■ WORK REQUIRED
Place each line of the records below into a Markdown table with two columns, Row and Line. Number the rows and leave out blank lines.

■ ENTRIES SUPPLIED
## BEGIN
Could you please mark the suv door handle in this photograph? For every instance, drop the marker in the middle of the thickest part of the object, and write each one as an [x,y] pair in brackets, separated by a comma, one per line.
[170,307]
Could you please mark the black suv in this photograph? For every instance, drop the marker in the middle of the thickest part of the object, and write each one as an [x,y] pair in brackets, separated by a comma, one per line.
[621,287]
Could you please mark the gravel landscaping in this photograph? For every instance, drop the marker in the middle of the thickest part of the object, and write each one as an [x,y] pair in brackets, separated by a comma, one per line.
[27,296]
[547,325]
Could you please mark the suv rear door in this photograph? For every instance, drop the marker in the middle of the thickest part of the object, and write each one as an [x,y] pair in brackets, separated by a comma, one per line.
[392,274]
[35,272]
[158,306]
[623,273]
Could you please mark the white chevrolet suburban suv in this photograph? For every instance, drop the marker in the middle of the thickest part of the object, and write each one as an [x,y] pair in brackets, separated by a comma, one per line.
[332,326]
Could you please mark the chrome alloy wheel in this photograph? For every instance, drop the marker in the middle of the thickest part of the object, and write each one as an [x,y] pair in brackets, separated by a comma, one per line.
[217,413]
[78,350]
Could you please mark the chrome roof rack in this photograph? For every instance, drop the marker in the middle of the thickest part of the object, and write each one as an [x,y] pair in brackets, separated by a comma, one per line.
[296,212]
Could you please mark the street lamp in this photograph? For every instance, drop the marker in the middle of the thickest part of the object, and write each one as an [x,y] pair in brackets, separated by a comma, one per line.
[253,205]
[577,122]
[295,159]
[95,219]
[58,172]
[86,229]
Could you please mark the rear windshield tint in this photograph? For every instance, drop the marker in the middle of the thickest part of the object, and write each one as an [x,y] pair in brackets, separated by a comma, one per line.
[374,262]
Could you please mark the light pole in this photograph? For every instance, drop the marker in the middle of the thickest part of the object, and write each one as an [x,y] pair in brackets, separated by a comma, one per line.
## END
■ SOLUTION BELOW
| Row | Line |
|---|---|
| 1 | Could you please mark the suv door handle in this photograph? For every instance, drop the marker in the middle of the thickest part of the object, and write each one as an [x,y] pair in brackets, separated by a comma, one per line. |
| 2 | [170,307] |
| 3 | Could you please mark the black suv in this photograph? For every instance, drop the marker in the middle of the thickest part of the object, and write each one as an [x,y] pair in brackets, separated by a comma, one per line. |
| 4 | [621,287] |
| 5 | Could you please mark the gravel landscaping in this photograph? For every instance, drop the marker in the middle of the thickest part of the object, and write each one as an [x,y] pair in brackets, separated by a comma, one per line. |
| 6 | [27,296] |
| 7 | [547,325] |
| 8 | Could you please mark the suv rear door in this photograph? For every instance, drop the marker in the middle of the thickest part of the object, and write each one as an [x,y] pair in brackets, separated by a comma, one per line. |
| 9 | [392,274] |
| 10 | [35,272] |
| 11 | [158,306] |
| 12 | [623,273] |
| 13 | Could you please mark the white chevrolet suburban suv in this photograph? For every instance, drop the marker in the middle of the thickest part of the object, and write each one as an [x,y] pair in brackets, separated by a comma, one per line. |
| 14 | [332,326] |
| 15 | Could you please mark the chrome alloy wheel in this photograph? For every instance, drop the marker in the middle of the thickest part of the object, and write each one as an [x,y] pair in brackets, separated by a comma, one per line. |
| 16 | [217,413] |
| 17 | [78,350] |
| 18 | Could you please mark the chrome roof rack in this photograph? For every instance, drop the marker in the middle of the thickest part of the object, and write each one as an [x,y] pair in brackets, separated by a comma, one per line. |
| 19 | [296,212] |
| 20 | Could you please mark the street lamp in this photograph? For every instance, drop the marker in the middle of the thickest part of the object, and write each one as an [x,y] pair in brackets, separated by a comma, one per line. |
| 21 | [253,205] |
| 22 | [577,122] |
| 23 | [295,159] |
| 24 | [95,219] |
| 25 | [58,172] |
| 26 | [86,229] |
| 27 | Could you please mark the rear windshield tint in this photograph? For every instance, drop the marker in the middle of the thickest part of the object, and write each one as an [x,y] pair in brackets, separated by a comma, one per line. |
| 28 | [374,262] |
| 29 | Could you please mark the light pole in this photograph? For every instance, drop the marker in the middle of the thickest part of the object, and write each one as an [x,y] pair in brackets, separated by a comma, one per line. |